• INSTRUCTIONS TO FOLLOW:
Without including any pictures, return the records below exactly as written.
INPUT DATA START
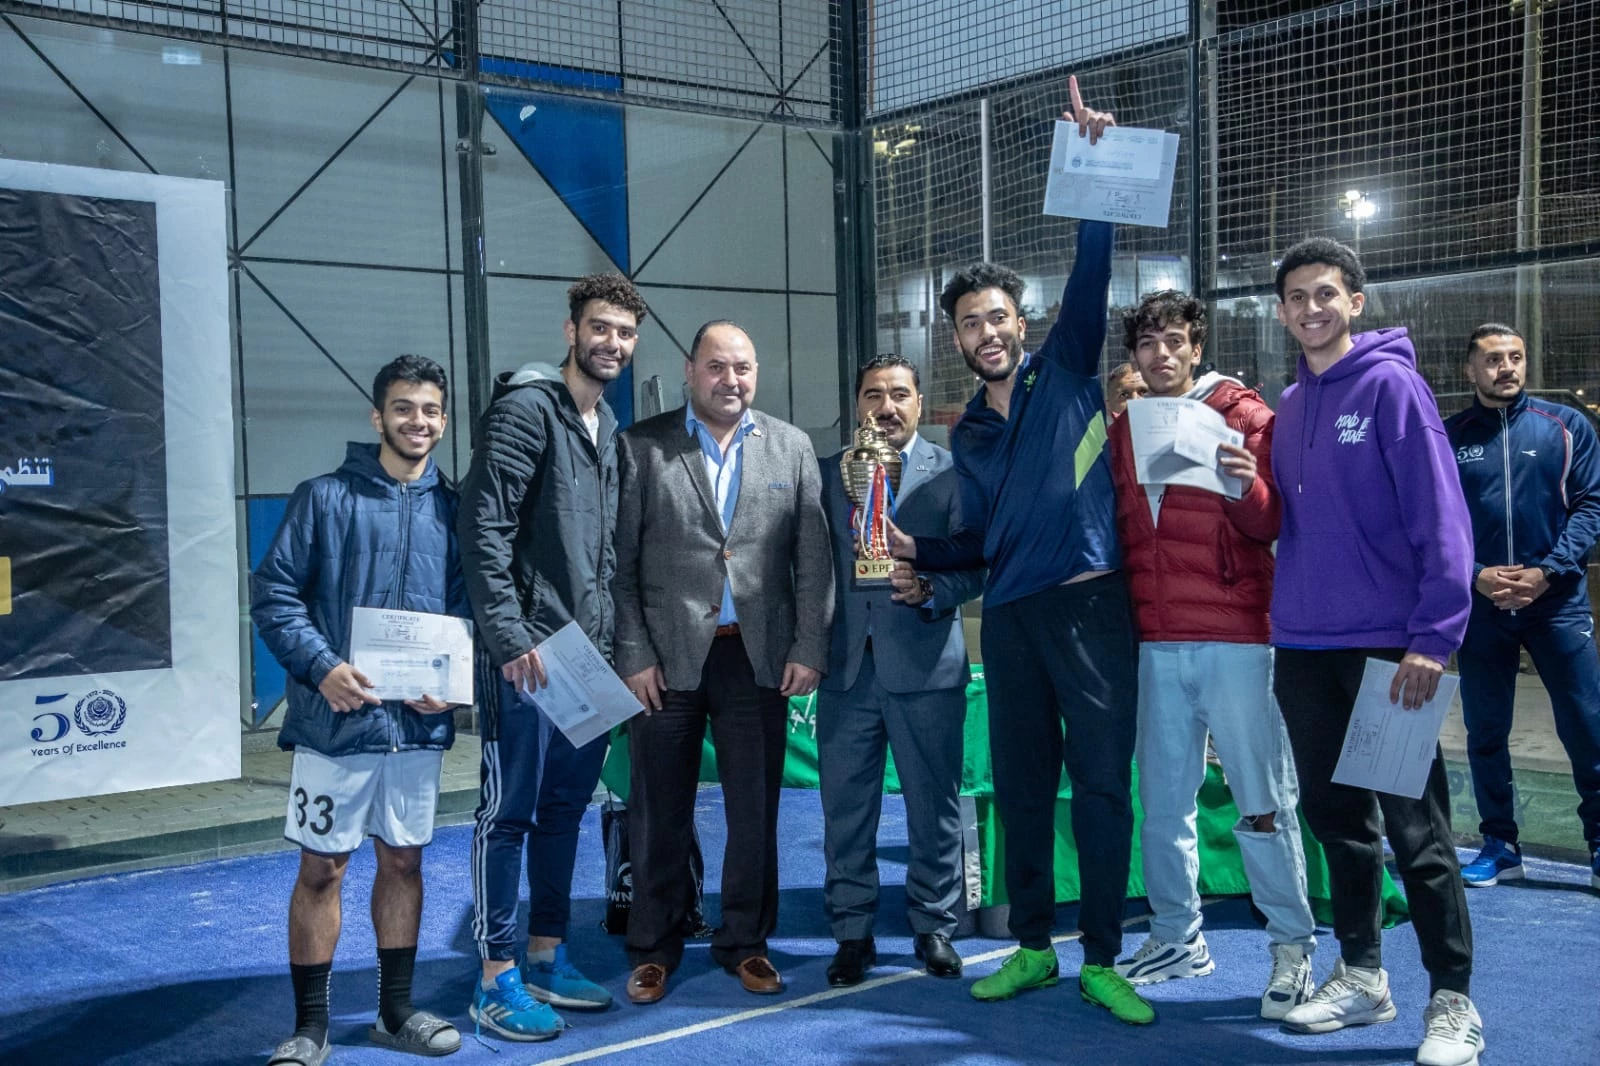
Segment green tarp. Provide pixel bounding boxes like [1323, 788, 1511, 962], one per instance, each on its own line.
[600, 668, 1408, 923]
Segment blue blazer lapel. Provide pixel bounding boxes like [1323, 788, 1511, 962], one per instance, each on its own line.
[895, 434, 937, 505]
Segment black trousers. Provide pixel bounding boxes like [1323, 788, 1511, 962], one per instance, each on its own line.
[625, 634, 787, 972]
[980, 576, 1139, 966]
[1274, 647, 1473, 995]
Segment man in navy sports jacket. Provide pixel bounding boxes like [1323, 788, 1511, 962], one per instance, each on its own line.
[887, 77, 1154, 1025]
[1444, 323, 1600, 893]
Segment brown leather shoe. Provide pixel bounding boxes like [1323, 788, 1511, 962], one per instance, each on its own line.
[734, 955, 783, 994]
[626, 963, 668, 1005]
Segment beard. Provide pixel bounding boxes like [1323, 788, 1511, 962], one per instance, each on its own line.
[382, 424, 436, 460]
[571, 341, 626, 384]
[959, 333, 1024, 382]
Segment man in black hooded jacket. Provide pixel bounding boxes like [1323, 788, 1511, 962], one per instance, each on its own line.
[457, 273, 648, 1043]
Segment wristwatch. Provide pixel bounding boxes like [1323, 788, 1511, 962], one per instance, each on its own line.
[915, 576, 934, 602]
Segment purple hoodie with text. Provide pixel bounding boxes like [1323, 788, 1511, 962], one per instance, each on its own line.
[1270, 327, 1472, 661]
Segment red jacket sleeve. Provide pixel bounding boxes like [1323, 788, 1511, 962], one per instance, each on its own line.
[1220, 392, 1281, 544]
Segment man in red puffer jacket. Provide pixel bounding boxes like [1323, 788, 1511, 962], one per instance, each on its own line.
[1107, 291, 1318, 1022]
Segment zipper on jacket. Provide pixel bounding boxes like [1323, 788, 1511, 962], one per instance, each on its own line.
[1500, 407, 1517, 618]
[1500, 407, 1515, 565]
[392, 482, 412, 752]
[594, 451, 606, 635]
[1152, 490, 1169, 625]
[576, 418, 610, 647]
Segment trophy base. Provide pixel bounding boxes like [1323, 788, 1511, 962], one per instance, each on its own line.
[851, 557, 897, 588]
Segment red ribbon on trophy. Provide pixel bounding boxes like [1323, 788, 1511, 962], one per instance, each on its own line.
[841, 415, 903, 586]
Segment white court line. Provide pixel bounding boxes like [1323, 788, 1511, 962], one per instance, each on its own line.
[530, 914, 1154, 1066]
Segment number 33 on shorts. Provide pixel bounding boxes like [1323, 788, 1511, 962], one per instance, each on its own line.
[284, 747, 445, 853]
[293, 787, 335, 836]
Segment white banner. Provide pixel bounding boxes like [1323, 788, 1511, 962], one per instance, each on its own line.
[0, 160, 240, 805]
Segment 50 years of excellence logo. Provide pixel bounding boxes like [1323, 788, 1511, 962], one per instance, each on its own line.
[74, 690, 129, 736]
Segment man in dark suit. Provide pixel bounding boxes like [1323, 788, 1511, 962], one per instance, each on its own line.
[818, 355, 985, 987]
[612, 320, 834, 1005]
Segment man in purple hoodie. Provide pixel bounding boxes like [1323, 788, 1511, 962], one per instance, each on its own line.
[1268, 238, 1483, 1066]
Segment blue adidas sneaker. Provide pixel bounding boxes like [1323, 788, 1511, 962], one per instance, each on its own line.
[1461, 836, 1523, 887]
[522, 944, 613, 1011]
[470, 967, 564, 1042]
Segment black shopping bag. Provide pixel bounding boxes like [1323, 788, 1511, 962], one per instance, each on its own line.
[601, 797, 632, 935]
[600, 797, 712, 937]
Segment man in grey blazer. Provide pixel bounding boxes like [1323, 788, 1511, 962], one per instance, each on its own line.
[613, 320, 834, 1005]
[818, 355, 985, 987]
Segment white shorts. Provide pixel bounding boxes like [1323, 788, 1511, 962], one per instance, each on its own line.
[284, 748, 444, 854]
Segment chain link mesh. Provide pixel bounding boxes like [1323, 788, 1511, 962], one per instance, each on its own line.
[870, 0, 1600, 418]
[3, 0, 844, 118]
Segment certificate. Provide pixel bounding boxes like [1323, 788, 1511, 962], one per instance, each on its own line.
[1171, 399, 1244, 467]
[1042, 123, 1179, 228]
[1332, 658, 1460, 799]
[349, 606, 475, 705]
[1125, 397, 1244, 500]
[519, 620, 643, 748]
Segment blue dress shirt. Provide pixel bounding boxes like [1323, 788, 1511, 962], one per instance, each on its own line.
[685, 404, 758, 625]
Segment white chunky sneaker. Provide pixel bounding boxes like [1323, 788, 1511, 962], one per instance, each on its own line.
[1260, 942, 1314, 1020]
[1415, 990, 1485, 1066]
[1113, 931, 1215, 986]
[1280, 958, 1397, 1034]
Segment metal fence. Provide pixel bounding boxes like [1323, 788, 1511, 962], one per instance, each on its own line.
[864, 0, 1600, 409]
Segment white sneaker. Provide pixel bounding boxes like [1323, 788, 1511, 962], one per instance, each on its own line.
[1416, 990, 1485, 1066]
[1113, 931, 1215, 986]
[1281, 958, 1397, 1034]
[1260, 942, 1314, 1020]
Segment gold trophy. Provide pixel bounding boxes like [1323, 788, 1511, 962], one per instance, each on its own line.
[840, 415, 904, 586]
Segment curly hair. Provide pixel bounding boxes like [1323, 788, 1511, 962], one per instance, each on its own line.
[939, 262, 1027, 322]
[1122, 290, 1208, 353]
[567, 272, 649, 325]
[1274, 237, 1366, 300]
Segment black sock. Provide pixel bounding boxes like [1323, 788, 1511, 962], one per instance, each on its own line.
INPUT DATA END
• TASK OUTPUT:
Segment green tarp. Provide pixel bounding boxes like [1323, 788, 1511, 962], one per instance, each on its own line.
[600, 668, 1408, 923]
Segment blue blazer lapel. Provide pixel bounding boxes like [1323, 788, 1511, 962], one per instance, each on its own line.
[895, 434, 937, 505]
Segment black trousers. Provide pixel bounding boxes like [1323, 788, 1511, 962], one per instance, each on its own line.
[625, 634, 787, 972]
[980, 576, 1139, 966]
[1274, 647, 1473, 995]
Segment man in navy sports jacket. Provide pixel bounding boxes like [1323, 788, 1511, 962], one per instance, each on its own line.
[887, 77, 1154, 1025]
[1444, 323, 1600, 893]
Segment brown leather shoe. Provide pixel bounding boxes like [1323, 788, 1511, 962], one per instance, each on its own line.
[734, 955, 783, 994]
[626, 963, 668, 1005]
Segment beard. Provide pixel bounding boxes like [1323, 788, 1511, 962], one per instance, each on its own line.
[382, 424, 436, 460]
[571, 341, 626, 384]
[959, 333, 1024, 382]
Segment man in black hooded jacket. Provide pixel bounding boxes like [1323, 788, 1511, 962], one per instance, each on its own line.
[457, 273, 648, 1043]
Segment wristwatch. Provide pixel bounding boxes like [1323, 788, 1511, 962], one per instance, each on its own line.
[915, 576, 934, 602]
Segment purple hoodie with text. Provide pixel bounding boxes like [1323, 788, 1511, 962], one per instance, each on its own line.
[1270, 327, 1472, 661]
Segment red jacket sleeve. Provide pixel bounding boxes like [1323, 788, 1511, 962], one per instance, each on its own line.
[1220, 392, 1281, 544]
Segment man in red puffer jacket. Provide pixel bounding boxes like [1323, 788, 1511, 962], one per instance, each on its own line.
[1107, 291, 1318, 1022]
Segment zipper on jacket. Provide pixel bounding boxes like [1323, 788, 1511, 962], one per instance, each on its own line.
[1500, 407, 1517, 618]
[1500, 407, 1515, 565]
[392, 482, 412, 752]
[594, 451, 606, 635]
[1152, 490, 1169, 625]
[576, 418, 610, 647]
Segment trophy base. Provide pixel bounding boxes like [1323, 788, 1511, 962], one per instance, each on its own line.
[851, 557, 897, 588]
Segment red ribbon on trophy. Provide pixel bounding boxes like [1323, 788, 1511, 962], one per instance, each on its own line.
[841, 415, 903, 586]
Segment white court line. Provide pixel bounding boxes like [1323, 788, 1511, 962], one per instance, each on its own line.
[530, 914, 1154, 1066]
Segment number 33 on shorts. Provide pixel bounding boxes like [1323, 788, 1511, 962], one per instance, each on its own line.
[284, 747, 445, 853]
[293, 787, 335, 836]
Segment white banner. Provide pixel bounding boxes like [1323, 788, 1511, 962], one per instance, each on its own line.
[0, 160, 240, 805]
Segment 50 years of excellence logo. Provide pixel bounding boxes like [1323, 788, 1511, 962], one per instance, each on its own line.
[74, 690, 129, 736]
Segment man in dark suit. Provide pixel bounding boxes like [1323, 788, 1511, 962], one per instance, each on its own line.
[818, 355, 985, 987]
[612, 320, 834, 1005]
Segment man in purple hoodie. Provide pixel bounding boxes like [1323, 788, 1511, 962], one per instance, each on its own line.
[1268, 238, 1483, 1066]
Segment blue adidas sneaker. Provide pixel bounding boxes like [1323, 788, 1511, 962], one per instance, each on its own line.
[1461, 836, 1523, 887]
[522, 944, 613, 1011]
[470, 967, 564, 1042]
Segment black shopping bag. Provide pixel bounding boxes like [1323, 788, 1511, 962], one per instance, each on its own line.
[601, 797, 632, 935]
[600, 797, 712, 937]
Segment man in grey blazer. Provide pixel bounding boxes like [1323, 788, 1511, 962], one per instance, each on its own line.
[613, 320, 834, 1005]
[818, 355, 985, 987]
Segment white shorts. Provide pixel bounding boxes like [1323, 788, 1511, 962], one per instance, each on its own line.
[284, 748, 444, 854]
Segment chain link mesh. Provide pixel bounding boxes like [1323, 788, 1511, 962], one per instance, each on its own line.
[870, 0, 1600, 418]
[3, 0, 844, 118]
Segment certificate. Provide pixel bounding boxes like [1323, 788, 1511, 962], one per instance, each on its own line.
[1171, 399, 1244, 467]
[1042, 123, 1179, 228]
[1332, 658, 1460, 799]
[349, 606, 475, 705]
[1125, 397, 1244, 500]
[519, 620, 643, 748]
Segment blue dress shirt. Provide pixel bounding boxes like [1323, 788, 1511, 962], one per instance, each on its own line.
[685, 404, 758, 625]
Segment white chunky sneaker. Provide pixel bounding boxes like [1323, 788, 1511, 962], one per instance, each on its own line.
[1260, 942, 1314, 1020]
[1415, 990, 1485, 1066]
[1113, 931, 1215, 986]
[1280, 958, 1397, 1034]
Segment metal fence. Provide pixel bounding boxes like [1323, 788, 1511, 962], one per instance, each on its own line.
[864, 0, 1600, 409]
Segment white sneaker. Provide pixel bounding boxes like [1323, 788, 1511, 962], one per instance, each on its own line.
[1416, 990, 1485, 1066]
[1113, 931, 1215, 986]
[1281, 958, 1397, 1034]
[1260, 942, 1314, 1020]
Segment gold trophy. Provide pixel bounding boxes like [1323, 788, 1511, 962], one per instance, each on its own line.
[840, 415, 904, 586]
Segment curly hair. Provide pixel bounding boxes like [1323, 788, 1511, 962], one per instance, each on its own line.
[939, 262, 1027, 322]
[1122, 290, 1208, 353]
[567, 272, 649, 325]
[1274, 237, 1366, 300]
Segment black sock. Provide pixel bounding boxes like [1323, 788, 1511, 962], one per instance, each on its own line.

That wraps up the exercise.